(Extracted records)
--- Start ---

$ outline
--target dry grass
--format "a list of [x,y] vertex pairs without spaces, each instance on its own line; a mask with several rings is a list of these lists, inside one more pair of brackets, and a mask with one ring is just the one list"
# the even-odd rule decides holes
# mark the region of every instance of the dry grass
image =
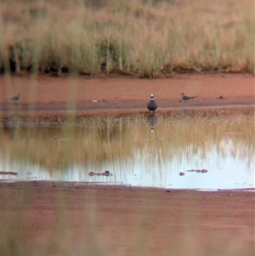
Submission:
[[3,1],[4,71],[254,72],[251,0]]

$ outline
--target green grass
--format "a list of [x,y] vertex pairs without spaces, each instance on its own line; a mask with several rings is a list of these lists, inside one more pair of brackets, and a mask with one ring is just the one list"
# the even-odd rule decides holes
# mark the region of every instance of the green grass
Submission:
[[254,73],[253,25],[251,0],[3,0],[0,65],[92,77]]

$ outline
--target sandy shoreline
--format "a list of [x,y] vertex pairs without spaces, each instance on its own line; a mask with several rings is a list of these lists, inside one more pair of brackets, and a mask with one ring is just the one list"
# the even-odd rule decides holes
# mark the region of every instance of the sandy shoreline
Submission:
[[[93,244],[105,255],[138,255],[139,250],[146,255],[168,255],[170,251],[178,255],[180,247],[190,248],[191,239],[199,255],[204,255],[212,242],[219,252],[231,243],[237,245],[237,252],[245,249],[251,256],[254,253],[253,192],[40,181],[0,185],[4,206],[1,218],[9,219],[13,209],[12,225],[18,225],[20,219],[14,208],[21,203],[31,252],[45,250],[51,243],[61,247],[64,242],[71,251],[86,251]],[[64,223],[63,214],[68,216]],[[67,232],[56,238],[59,225],[64,225]],[[92,229],[89,235],[84,226]]]

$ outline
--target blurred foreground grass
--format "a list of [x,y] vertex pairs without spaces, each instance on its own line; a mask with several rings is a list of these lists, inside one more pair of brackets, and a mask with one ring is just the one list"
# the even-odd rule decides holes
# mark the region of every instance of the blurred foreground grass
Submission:
[[245,0],[3,0],[3,71],[254,73],[254,6]]

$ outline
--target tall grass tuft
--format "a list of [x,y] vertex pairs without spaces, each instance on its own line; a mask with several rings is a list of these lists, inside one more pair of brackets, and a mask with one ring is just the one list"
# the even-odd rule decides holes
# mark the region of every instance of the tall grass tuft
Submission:
[[253,72],[251,0],[2,3],[2,71]]

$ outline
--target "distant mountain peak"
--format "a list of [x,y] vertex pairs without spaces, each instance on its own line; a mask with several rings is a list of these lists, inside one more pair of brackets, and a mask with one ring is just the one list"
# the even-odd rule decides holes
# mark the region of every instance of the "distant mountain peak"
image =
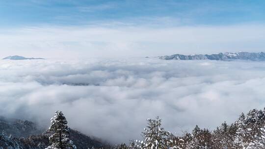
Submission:
[[19,55],[9,56],[6,57],[2,59],[11,59],[11,60],[25,60],[25,59],[44,59],[42,58],[27,58]]
[[265,61],[265,53],[260,52],[224,52],[209,54],[194,54],[182,55],[174,54],[172,55],[165,55],[159,56],[159,58],[165,60],[245,60],[251,61]]

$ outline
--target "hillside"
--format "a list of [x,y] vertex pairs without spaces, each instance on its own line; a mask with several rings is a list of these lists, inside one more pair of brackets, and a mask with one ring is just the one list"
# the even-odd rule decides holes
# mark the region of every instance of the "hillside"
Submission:
[[251,61],[265,61],[265,53],[261,52],[258,53],[239,52],[237,53],[225,52],[217,54],[194,54],[185,55],[182,54],[174,54],[170,56],[162,56],[159,58],[165,60],[244,60]]

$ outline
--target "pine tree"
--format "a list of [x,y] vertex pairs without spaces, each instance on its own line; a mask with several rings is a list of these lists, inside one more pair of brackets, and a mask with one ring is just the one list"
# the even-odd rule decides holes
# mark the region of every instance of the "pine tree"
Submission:
[[171,133],[161,127],[161,119],[157,117],[155,120],[148,119],[148,125],[142,132],[144,141],[135,141],[137,146],[142,149],[168,149],[168,137]]
[[51,119],[49,130],[52,133],[49,138],[52,145],[46,149],[76,149],[73,141],[68,138],[67,121],[61,111],[55,112]]

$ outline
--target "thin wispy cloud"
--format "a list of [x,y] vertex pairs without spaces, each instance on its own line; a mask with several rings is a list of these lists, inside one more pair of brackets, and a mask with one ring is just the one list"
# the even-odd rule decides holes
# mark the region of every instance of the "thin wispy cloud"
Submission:
[[157,56],[264,50],[263,24],[157,27],[44,26],[0,31],[1,57]]

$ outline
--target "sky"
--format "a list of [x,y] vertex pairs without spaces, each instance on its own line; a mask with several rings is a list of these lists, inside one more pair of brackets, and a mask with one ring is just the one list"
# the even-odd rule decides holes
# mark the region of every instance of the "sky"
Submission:
[[232,123],[265,106],[264,62],[156,56],[265,52],[265,6],[246,0],[0,0],[0,58],[47,59],[0,60],[0,115],[47,128],[62,110],[71,128],[114,143],[141,139],[146,119],[158,115],[177,134]]
[[264,0],[1,0],[0,56],[261,51],[265,5]]

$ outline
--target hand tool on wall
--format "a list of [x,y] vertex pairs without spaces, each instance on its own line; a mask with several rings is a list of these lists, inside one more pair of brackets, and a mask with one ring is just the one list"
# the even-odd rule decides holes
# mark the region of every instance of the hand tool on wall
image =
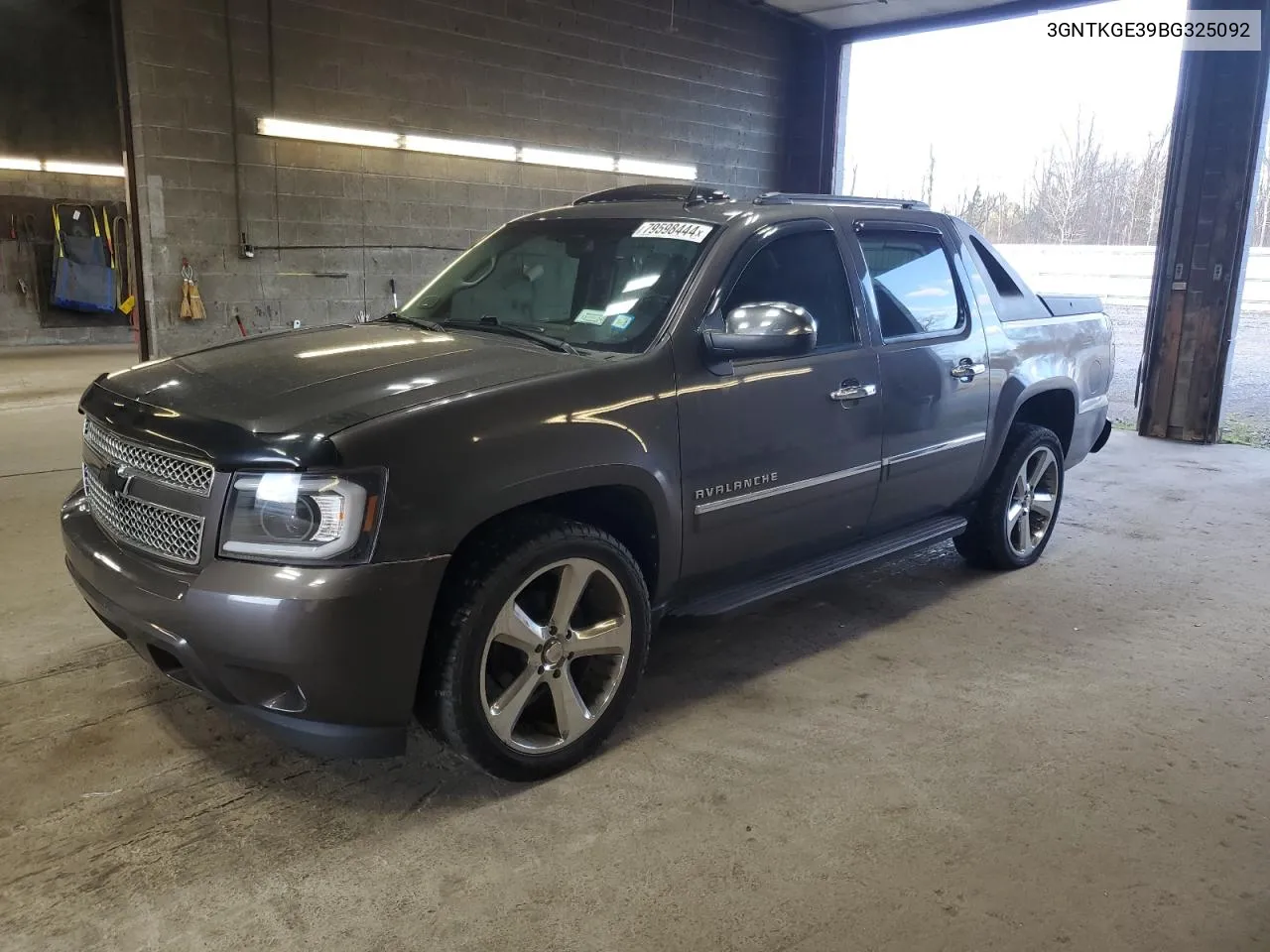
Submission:
[[180,259],[180,316],[187,321],[207,319],[203,298],[198,293],[198,278],[194,269],[189,267],[188,258]]

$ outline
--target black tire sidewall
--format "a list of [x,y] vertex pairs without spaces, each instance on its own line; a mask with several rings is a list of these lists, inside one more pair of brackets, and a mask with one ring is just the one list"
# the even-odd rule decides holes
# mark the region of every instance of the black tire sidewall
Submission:
[[[1015,552],[1013,547],[1010,545],[1008,532],[1006,529],[1006,512],[1010,508],[1011,496],[1013,493],[1015,480],[1019,477],[1019,471],[1022,468],[1024,462],[1031,456],[1038,448],[1046,447],[1052,453],[1054,453],[1054,459],[1058,462],[1058,486],[1054,499],[1054,514],[1049,520],[1049,526],[1045,528],[1045,534],[1041,537],[1036,547],[1026,556],[1020,556]],[[996,561],[1002,567],[1008,569],[1026,569],[1041,557],[1045,552],[1045,547],[1049,545],[1049,539],[1054,534],[1054,527],[1058,526],[1058,514],[1063,506],[1063,491],[1064,491],[1064,459],[1063,459],[1063,444],[1059,442],[1058,435],[1044,426],[1029,425],[1019,433],[1019,438],[1011,440],[1011,446],[1007,454],[1002,458],[1001,466],[997,470],[997,475],[992,482],[992,490],[988,505],[984,508],[983,518],[987,520],[984,529],[988,534],[988,545],[992,548],[993,561]]]
[[[549,777],[591,757],[625,713],[648,658],[652,612],[639,566],[624,547],[605,533],[591,527],[578,527],[583,529],[583,534],[570,528],[564,527],[550,533],[549,538],[540,537],[517,547],[481,586],[476,604],[455,636],[451,651],[451,663],[455,665],[453,697],[447,699],[453,726],[471,758],[505,779]],[[480,697],[485,640],[507,599],[533,574],[565,559],[591,559],[617,579],[631,611],[631,651],[616,694],[597,722],[577,743],[545,754],[525,754],[499,740],[485,718]]]

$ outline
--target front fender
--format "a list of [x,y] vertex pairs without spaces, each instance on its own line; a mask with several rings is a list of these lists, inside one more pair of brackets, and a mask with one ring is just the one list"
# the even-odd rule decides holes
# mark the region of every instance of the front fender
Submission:
[[380,418],[335,440],[351,462],[386,461],[376,561],[451,555],[502,513],[621,486],[653,512],[659,588],[678,576],[678,414],[668,355],[521,381]]

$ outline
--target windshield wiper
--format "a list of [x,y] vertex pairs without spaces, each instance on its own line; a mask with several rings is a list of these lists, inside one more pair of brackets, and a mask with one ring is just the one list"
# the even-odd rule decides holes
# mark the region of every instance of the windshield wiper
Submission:
[[475,330],[491,330],[494,333],[512,334],[523,340],[532,340],[536,344],[542,344],[552,350],[559,350],[564,354],[572,354],[573,357],[582,357],[573,344],[568,340],[560,340],[560,338],[552,338],[550,334],[544,334],[540,330],[530,330],[528,327],[522,327],[518,324],[503,324],[498,317],[489,315],[479,321],[447,321],[451,327],[472,327]]
[[411,327],[423,327],[424,330],[431,330],[433,334],[446,333],[446,329],[436,321],[425,321],[422,317],[404,317],[396,311],[389,311],[380,320],[387,324],[409,324]]

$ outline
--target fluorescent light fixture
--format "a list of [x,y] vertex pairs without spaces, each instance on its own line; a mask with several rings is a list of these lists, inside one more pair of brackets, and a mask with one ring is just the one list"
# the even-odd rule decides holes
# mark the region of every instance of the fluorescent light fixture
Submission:
[[464,138],[441,138],[439,136],[406,136],[403,149],[414,152],[437,152],[438,155],[461,155],[467,159],[497,159],[504,162],[516,161],[516,146],[498,142],[472,142]]
[[658,273],[658,274],[641,274],[638,278],[631,278],[630,281],[626,282],[626,287],[622,288],[622,293],[629,294],[632,291],[643,291],[644,288],[650,288],[654,284],[657,284],[657,279],[660,277],[662,277],[660,273]]
[[279,138],[307,138],[314,142],[339,142],[345,146],[375,146],[378,149],[399,149],[401,137],[395,132],[376,132],[375,129],[351,129],[345,126],[323,126],[314,122],[293,122],[291,119],[262,118],[255,123],[262,136]]
[[[457,155],[465,159],[491,159],[500,162],[521,161],[530,165],[552,165],[558,169],[616,171],[621,175],[643,175],[654,179],[696,182],[697,178],[697,166],[678,162],[658,162],[649,159],[602,155],[599,152],[574,152],[564,149],[542,149],[538,146],[517,147],[511,142],[481,142],[479,140],[451,138],[448,136],[400,135],[396,132],[378,132],[376,129],[356,129],[347,126],[278,119],[272,116],[262,116],[257,119],[255,129],[262,136],[273,136],[277,138],[302,138],[312,142],[339,142],[342,145],[372,146],[376,149],[405,149],[411,152]],[[3,165],[4,161],[25,160],[0,159],[0,168],[28,168],[5,166]]]
[[652,162],[645,159],[627,159],[622,156],[617,160],[617,171],[622,175],[650,175],[657,179],[683,179],[696,182],[697,166],[676,165],[674,162]]
[[127,174],[122,165],[99,165],[97,162],[46,161],[44,171],[60,171],[67,175],[108,175],[112,179],[122,179]]
[[592,171],[612,171],[611,155],[592,155],[589,152],[561,152],[555,149],[535,149],[525,146],[521,161],[531,165],[555,165],[561,169],[591,169]]

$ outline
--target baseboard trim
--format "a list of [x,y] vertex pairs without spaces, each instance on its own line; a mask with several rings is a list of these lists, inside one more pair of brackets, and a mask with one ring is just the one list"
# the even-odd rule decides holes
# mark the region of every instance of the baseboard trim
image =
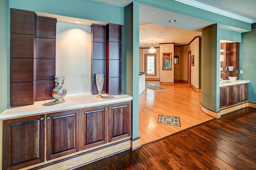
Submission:
[[188,82],[188,81],[187,80],[174,79],[174,83],[175,82],[180,82],[180,83],[187,83]]
[[196,91],[197,92],[201,92],[201,89],[196,89],[196,87],[195,87],[194,86],[192,85],[191,84],[190,84],[190,87],[192,87],[192,89],[194,89],[194,90],[195,91]]
[[145,80],[154,80],[156,81],[160,81],[160,79],[151,79],[150,78],[146,78],[145,79]]
[[132,148],[132,150],[135,150],[141,147],[140,138],[140,136],[133,139],[131,141],[131,148]]
[[215,112],[211,111],[201,105],[200,109],[204,113],[216,119],[220,118],[221,116],[232,113],[235,111],[242,109],[247,107],[256,108],[256,104],[246,101],[242,103],[222,108],[219,112]]
[[165,82],[160,82],[159,84],[161,85],[174,85],[174,83],[165,83]]

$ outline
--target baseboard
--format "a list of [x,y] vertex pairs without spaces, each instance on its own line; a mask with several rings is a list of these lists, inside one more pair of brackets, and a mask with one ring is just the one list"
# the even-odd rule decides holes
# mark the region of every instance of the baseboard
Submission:
[[192,87],[192,89],[194,89],[194,90],[195,91],[196,91],[197,92],[201,92],[201,89],[196,89],[196,87],[195,87],[194,86],[192,85],[191,84],[190,84],[190,87]]
[[160,79],[153,79],[153,78],[146,78],[145,79],[145,80],[154,80],[154,81],[160,81]]
[[47,161],[20,170],[73,169],[131,149],[131,140],[127,139],[86,152],[79,154],[81,151],[78,152],[78,155],[74,153],[71,157],[63,159]]
[[132,150],[135,150],[141,147],[140,145],[140,138],[138,137],[131,141],[131,148]]
[[219,112],[215,112],[211,111],[201,105],[200,109],[204,113],[217,119],[220,118],[221,116],[241,110],[247,107],[256,108],[256,104],[246,101],[242,103],[233,105],[220,109]]
[[165,82],[160,82],[159,84],[161,85],[174,85],[174,83],[165,83]]
[[202,104],[200,105],[200,109],[203,113],[206,114],[206,115],[208,115],[212,117],[213,117],[216,119],[220,118],[221,117],[220,113],[217,113],[209,110],[202,105]]
[[174,83],[175,82],[180,82],[180,83],[187,83],[188,82],[187,80],[177,80],[177,79],[174,79]]

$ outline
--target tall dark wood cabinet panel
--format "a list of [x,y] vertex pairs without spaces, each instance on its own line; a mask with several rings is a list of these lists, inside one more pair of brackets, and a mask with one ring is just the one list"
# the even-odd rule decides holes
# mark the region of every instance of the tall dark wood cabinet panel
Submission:
[[131,103],[108,105],[108,142],[130,136]]
[[36,23],[36,99],[52,99],[55,75],[56,18],[38,16]]
[[79,150],[79,110],[46,115],[46,160]]
[[44,161],[45,115],[4,121],[3,169],[16,170]]
[[107,142],[108,107],[81,109],[81,150]]
[[91,26],[91,93],[98,94],[96,74],[103,73],[104,83],[102,93],[106,93],[106,26],[92,24]]
[[10,106],[53,99],[56,19],[15,9],[10,16]]
[[11,107],[32,105],[36,101],[36,24],[34,12],[11,9]]
[[106,26],[106,91],[108,95],[121,93],[122,26]]

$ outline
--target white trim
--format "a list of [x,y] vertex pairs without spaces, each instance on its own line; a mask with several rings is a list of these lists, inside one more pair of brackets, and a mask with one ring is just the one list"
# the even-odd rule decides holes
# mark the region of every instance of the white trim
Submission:
[[194,0],[174,0],[183,4],[184,4],[194,7],[202,9],[217,14],[231,18],[239,21],[243,21],[249,24],[253,23],[253,20],[235,14],[221,10],[210,5],[199,2]]

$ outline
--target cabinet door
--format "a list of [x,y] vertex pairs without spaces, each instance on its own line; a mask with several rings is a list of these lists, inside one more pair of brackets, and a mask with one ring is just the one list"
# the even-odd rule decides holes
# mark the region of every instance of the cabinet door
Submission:
[[248,100],[248,83],[243,84],[242,85],[242,101]]
[[238,103],[242,102],[242,85],[236,85],[236,89],[235,89],[236,91],[236,97],[235,97],[235,103]]
[[220,108],[225,107],[226,105],[226,87],[220,87]]
[[228,86],[227,89],[227,106],[235,104],[234,86]]
[[81,109],[81,150],[107,142],[106,105]]
[[79,150],[79,110],[46,115],[46,160]]
[[45,115],[4,121],[3,169],[18,169],[44,161]]
[[129,136],[131,134],[131,103],[108,105],[108,142]]

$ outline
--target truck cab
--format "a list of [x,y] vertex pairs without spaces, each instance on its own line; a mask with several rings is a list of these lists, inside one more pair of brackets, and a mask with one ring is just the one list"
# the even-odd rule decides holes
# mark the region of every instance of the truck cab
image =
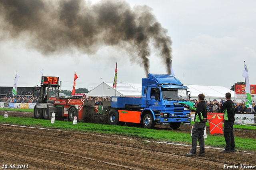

--- End ---

§ Required task:
Reproduce the records from their start through the line containing "[[3,1],[4,71],[254,72],[251,0]]", swapping "dry grass" for "withered grass" and keeping everything else unchanged. Leave the pictures out.

§ Expected output:
$ outline
--target withered grass
--format "a list of [x,y] vertex pairs without spaces, each instance on its own line; a mask with several rings is a list of these lists, inside one more pair of brackets, and a mask with one ring is just the one list"
# the even-odd rule decides holes
# mark the region of every instance of the withered grass
image =
Submission:
[[3,1],[4,71],[254,72],[251,0]]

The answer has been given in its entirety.